▸ **DOCUMENT SEGMENT**:

For some time, that doubt was the unwavering obstacle standing in my way. And then, one day, it just wasn’t. The more certain I became that I was a big lez, the more this crucial question changed in my mind. Now, as I looked around at the only roads and faces I’d ever known, I was asking myself the opposite.

How could I possibly function here?

Edmonton was a mold I had no choice but to press myself into. I learned how to take buses, and how to talk to new people. I became accustomed to strolling along paved sidewalks instead of gravel shoulders. I got used to locking my doors. Slowly but surely, a country girl started to resemble a city girl.

I made myself learn how to be far away from most of my family most of the time. Today I wish I could see everyone a lot more frequently than once a year. But it just isn’t possible. They’re there, and I have to be here.

It all feels worth it most of the time. I am thriving here, in ways I never could have back home. But I sometimes feel like being gay robbed me, by forcing me to make a choice I may not have had to make otherwise. By nature, I was a frightened turtle whose every instinct told me to stay in my shell. If I were straight, would I have stayed put? If I had stayed, who would I be now?

▸ **WRITTEN INSTRUCTION 1**:
List every sentence in the passage that ends with a question mark.
The passage and the entries that follow it are unrelated material.

▸ **DATA SUPPLIED**:

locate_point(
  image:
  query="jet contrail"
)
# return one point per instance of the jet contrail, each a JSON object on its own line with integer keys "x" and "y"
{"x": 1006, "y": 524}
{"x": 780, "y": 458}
...
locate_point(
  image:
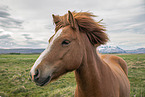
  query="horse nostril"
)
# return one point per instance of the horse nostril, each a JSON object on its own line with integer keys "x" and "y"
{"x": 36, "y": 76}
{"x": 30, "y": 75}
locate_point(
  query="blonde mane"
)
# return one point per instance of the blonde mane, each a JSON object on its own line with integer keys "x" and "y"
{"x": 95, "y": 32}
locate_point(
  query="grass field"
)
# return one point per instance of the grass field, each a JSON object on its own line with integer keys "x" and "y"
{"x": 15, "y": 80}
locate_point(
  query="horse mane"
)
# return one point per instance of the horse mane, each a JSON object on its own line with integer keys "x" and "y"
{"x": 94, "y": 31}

▸ **WRITTEN INSTRUCTION 2**:
Extract each line of the entries that contains the string "object".

▸ **RESULT 1**:
How could I possibly function here?
If I were straight, would I have stayed put?
If I had stayed, who would I be now?

▸ **RESULT 2**:
# return one point per instance of the jet contrail, each a JSON object on its own line with integer keys "x" and "y"
# return one point per instance of the horse nostril, each a JSON object on its own line with integer keys "x" and "y"
# return one point per instance of the blonde mane, each a JSON object on its own line with integer keys "x" and "y"
# return one point per instance of the grass field, each a JSON object on its own line with integer keys "x" and "y"
# return one point per instance of the horse mane, each a JSON object on its own line with integer keys "x" and "y"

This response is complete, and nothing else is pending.